:: To be done ::
Format the records from the line containing "Do you see the frosted" through the line containing "[138,366,299,426]" as a numbered list, omitting any blank lines.

:: Provided records ::

* * *

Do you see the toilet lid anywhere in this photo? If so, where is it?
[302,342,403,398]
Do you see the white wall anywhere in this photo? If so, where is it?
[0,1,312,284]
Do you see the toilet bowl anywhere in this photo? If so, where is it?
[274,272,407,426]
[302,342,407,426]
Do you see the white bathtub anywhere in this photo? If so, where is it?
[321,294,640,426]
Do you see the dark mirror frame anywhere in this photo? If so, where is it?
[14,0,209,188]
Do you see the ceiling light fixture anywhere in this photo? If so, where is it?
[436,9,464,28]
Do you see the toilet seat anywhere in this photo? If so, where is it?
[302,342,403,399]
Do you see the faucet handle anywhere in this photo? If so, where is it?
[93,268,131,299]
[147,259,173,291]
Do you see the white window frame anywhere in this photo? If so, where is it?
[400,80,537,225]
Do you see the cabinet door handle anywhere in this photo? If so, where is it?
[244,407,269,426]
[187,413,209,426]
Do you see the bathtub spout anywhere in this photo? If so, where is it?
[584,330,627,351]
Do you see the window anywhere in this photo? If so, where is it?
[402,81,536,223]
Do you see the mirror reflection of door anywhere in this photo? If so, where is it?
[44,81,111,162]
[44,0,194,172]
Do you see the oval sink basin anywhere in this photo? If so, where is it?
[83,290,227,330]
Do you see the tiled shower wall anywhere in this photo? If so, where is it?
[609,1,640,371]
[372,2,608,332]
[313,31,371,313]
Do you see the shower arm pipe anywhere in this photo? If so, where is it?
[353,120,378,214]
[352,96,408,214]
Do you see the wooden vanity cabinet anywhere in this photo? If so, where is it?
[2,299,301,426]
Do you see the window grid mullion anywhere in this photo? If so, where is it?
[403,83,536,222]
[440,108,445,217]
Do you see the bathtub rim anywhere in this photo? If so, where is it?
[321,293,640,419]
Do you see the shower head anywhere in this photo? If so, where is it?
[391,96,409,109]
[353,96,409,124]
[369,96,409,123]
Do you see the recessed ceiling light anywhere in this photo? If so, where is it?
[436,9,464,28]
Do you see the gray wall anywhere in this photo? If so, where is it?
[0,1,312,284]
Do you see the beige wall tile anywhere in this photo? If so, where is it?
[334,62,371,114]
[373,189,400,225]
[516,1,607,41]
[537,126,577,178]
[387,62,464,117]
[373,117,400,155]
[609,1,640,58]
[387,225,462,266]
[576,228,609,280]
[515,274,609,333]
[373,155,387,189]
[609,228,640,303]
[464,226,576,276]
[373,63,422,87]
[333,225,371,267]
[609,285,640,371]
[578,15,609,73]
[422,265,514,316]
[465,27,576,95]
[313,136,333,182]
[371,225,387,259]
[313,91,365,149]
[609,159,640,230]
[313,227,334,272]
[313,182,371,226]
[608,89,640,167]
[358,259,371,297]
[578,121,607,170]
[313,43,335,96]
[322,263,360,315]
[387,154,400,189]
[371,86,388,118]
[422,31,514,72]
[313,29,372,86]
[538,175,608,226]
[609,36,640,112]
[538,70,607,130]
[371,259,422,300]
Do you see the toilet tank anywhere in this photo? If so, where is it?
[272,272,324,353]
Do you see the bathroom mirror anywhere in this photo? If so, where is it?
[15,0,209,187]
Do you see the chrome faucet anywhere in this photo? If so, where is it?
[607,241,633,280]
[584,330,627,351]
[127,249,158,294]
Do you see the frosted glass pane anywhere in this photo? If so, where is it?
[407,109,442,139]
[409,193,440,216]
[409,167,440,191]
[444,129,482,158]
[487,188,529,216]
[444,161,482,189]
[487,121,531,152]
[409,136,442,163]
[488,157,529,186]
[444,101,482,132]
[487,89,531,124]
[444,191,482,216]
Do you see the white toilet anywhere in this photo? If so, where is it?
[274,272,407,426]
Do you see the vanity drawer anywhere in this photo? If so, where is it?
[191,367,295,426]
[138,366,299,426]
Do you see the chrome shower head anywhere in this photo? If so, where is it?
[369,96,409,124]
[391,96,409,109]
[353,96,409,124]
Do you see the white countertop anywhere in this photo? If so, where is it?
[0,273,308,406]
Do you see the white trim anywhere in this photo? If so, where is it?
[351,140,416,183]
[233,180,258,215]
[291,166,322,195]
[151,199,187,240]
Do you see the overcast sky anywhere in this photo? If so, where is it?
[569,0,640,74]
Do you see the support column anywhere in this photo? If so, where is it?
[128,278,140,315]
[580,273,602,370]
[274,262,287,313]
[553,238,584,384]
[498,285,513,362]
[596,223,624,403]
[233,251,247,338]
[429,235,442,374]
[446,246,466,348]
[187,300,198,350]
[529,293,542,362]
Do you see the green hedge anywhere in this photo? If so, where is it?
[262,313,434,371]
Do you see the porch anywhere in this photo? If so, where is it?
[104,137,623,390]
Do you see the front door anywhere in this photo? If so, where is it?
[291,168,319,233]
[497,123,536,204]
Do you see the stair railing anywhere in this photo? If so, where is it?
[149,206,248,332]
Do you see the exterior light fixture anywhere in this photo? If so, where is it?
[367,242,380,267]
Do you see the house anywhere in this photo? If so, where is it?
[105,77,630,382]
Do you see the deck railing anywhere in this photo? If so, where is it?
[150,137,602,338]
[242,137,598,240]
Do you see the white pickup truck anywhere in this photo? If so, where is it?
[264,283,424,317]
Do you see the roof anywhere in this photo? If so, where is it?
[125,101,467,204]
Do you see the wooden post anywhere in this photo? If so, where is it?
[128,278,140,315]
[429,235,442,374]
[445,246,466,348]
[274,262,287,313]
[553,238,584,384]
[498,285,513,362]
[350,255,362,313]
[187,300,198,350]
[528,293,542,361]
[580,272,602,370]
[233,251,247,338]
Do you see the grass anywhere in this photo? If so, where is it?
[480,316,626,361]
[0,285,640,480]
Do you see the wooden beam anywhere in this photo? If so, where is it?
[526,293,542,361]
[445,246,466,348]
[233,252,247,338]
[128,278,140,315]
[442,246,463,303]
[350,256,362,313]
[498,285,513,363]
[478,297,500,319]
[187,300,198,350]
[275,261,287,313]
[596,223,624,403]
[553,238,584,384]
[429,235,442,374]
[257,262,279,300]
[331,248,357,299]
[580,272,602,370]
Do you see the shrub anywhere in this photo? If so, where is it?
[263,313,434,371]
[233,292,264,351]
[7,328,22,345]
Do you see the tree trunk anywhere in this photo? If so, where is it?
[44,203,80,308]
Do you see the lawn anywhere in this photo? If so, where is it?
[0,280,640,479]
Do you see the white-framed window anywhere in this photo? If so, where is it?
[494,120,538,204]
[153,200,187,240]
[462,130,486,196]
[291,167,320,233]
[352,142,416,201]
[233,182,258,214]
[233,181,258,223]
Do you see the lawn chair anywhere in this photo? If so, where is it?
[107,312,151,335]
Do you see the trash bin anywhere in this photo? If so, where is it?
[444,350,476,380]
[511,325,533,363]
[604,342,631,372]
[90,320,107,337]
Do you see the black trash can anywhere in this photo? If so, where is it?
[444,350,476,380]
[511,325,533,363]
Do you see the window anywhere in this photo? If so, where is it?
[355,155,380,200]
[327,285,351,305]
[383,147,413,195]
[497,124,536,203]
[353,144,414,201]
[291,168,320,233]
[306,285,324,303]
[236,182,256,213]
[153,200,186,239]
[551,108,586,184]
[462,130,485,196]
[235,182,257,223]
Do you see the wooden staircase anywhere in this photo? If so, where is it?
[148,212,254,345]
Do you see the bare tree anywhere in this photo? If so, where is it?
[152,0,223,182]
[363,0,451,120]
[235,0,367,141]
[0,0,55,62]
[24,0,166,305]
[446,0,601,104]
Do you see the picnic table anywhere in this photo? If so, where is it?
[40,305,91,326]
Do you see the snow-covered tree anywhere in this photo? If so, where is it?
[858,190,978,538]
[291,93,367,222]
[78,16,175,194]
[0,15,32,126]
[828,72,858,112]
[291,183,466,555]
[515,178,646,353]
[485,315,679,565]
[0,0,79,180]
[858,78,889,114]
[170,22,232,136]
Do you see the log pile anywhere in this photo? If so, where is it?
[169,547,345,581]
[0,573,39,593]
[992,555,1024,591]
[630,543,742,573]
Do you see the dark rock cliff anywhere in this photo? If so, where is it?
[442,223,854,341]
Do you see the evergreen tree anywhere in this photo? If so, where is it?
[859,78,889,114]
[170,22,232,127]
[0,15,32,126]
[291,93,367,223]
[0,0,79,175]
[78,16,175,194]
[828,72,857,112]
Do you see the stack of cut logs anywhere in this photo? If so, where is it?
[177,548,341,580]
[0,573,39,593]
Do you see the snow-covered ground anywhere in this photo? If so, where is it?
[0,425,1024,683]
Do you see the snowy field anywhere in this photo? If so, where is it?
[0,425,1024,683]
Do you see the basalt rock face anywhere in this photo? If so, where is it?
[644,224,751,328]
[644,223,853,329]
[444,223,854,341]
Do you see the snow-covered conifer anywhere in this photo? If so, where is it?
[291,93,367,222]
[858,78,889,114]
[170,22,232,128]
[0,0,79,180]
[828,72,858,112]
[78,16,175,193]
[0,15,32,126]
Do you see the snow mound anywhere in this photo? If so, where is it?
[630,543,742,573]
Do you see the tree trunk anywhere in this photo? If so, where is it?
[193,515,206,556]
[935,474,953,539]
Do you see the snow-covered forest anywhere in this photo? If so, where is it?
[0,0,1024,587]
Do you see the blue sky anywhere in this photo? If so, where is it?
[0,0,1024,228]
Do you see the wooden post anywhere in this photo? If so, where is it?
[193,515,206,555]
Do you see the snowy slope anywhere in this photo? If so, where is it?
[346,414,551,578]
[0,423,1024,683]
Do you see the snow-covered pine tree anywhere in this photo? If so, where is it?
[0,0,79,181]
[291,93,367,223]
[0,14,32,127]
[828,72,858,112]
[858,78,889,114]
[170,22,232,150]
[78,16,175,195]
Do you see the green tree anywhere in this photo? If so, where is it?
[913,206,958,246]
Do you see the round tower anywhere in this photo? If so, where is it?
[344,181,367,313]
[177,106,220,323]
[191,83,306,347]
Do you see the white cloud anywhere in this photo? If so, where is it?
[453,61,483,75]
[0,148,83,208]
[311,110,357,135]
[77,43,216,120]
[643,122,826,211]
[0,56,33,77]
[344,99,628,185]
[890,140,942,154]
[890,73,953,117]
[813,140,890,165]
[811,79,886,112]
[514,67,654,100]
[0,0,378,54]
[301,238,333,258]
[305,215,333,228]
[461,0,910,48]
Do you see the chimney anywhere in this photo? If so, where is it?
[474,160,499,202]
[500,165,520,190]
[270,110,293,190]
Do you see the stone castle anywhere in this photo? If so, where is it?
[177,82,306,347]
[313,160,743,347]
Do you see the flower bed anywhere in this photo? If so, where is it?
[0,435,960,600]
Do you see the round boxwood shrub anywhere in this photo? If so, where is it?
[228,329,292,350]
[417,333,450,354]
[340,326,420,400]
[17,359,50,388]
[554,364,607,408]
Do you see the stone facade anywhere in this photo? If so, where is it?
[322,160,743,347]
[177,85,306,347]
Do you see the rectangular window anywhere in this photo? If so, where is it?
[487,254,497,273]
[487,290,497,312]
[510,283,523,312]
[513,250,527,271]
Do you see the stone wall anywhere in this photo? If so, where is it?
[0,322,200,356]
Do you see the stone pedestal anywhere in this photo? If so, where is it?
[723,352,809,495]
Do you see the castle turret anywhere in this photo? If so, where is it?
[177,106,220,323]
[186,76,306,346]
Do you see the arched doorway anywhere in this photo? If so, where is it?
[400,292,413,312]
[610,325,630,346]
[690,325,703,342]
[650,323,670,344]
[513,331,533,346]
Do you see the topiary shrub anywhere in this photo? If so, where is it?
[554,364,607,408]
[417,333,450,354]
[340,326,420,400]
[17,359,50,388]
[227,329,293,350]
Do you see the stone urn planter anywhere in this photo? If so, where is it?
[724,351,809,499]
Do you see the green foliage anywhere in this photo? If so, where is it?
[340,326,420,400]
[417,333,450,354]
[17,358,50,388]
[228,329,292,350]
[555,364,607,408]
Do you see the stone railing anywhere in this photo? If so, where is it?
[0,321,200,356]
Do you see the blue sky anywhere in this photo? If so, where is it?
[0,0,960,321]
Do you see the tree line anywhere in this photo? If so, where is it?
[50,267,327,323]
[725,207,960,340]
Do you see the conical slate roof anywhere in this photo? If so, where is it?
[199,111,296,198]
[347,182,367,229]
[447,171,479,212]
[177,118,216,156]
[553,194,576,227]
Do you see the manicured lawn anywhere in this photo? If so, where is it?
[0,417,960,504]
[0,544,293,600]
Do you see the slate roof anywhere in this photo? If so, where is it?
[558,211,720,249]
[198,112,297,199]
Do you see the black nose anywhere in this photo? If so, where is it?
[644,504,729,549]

* * *

:: Finished task ::
1. Do you see the frosted glass pane anywhere in this photo? If so, where is it?
2. [407,109,442,139]
3. [409,193,440,216]
4. [409,167,440,191]
5. [444,129,482,158]
6. [487,188,529,216]
7. [444,161,482,189]
8. [487,121,531,152]
9. [409,136,442,163]
10. [488,157,529,186]
11. [444,101,482,132]
12. [487,89,531,124]
13. [444,191,482,216]
14. Do you see the white toilet anywhere in this photo? If so, where is it?
15. [274,272,407,426]
16. Do you see the vanity drawer anywhere in this photo? If so, where is it?
17. [191,367,295,426]
18. [138,366,299,426]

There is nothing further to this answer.